> [THE TASK]:
Report, in full, each line of the records below that contains the string "mirror". The match is case-sensitive.

(Position annotation records)
%%
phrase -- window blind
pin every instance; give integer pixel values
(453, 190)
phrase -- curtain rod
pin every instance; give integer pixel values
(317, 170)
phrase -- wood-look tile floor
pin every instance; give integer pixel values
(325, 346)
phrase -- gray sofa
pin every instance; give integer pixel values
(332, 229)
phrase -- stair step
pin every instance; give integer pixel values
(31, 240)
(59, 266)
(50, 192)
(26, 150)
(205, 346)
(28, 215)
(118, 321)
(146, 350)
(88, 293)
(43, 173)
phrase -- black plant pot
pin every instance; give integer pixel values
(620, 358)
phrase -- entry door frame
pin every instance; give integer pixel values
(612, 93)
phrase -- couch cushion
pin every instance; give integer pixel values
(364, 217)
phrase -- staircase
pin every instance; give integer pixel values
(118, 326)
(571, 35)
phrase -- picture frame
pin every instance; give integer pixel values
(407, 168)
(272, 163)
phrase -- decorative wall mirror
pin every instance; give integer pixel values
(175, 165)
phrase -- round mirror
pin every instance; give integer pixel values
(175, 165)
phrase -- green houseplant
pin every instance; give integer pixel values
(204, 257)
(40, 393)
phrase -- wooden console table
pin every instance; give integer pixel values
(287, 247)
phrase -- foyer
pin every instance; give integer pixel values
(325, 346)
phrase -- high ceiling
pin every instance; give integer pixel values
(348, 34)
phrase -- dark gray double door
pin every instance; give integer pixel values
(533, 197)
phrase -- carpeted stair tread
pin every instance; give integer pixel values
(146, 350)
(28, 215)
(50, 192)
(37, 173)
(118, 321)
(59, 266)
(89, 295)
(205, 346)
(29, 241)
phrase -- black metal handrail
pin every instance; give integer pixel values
%%
%%
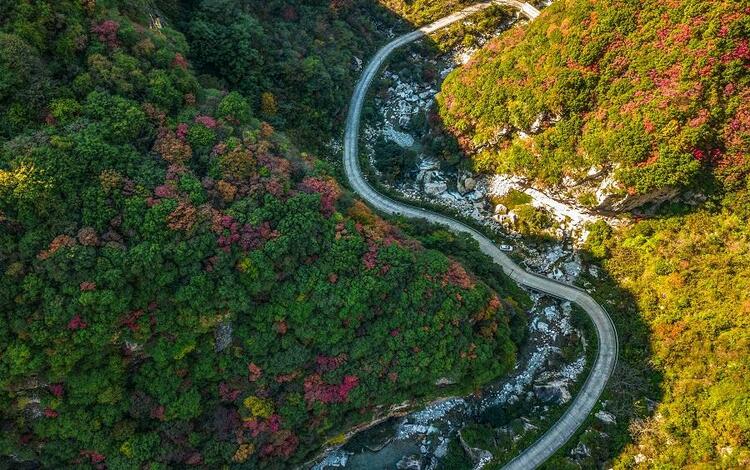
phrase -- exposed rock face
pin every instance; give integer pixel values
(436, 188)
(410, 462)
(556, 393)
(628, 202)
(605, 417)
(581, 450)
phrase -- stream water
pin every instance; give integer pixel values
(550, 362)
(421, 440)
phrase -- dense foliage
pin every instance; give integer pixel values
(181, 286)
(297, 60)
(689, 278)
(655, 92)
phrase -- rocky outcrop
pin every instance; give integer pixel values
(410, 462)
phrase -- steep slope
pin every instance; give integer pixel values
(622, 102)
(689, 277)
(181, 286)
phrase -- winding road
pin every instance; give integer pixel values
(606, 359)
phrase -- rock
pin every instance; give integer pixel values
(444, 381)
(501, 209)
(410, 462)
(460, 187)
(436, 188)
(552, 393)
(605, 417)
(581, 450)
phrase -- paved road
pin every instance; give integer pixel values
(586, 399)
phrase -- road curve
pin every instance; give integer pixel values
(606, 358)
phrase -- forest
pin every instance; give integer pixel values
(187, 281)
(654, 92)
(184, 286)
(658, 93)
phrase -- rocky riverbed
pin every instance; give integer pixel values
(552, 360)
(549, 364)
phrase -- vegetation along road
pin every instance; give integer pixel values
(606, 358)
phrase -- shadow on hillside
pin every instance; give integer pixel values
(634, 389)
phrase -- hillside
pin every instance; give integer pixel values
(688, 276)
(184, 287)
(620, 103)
%%
> [RESULT FOR THIS EXERCISE]:
phrase -- decorative wall mirror
phrase -- round mirror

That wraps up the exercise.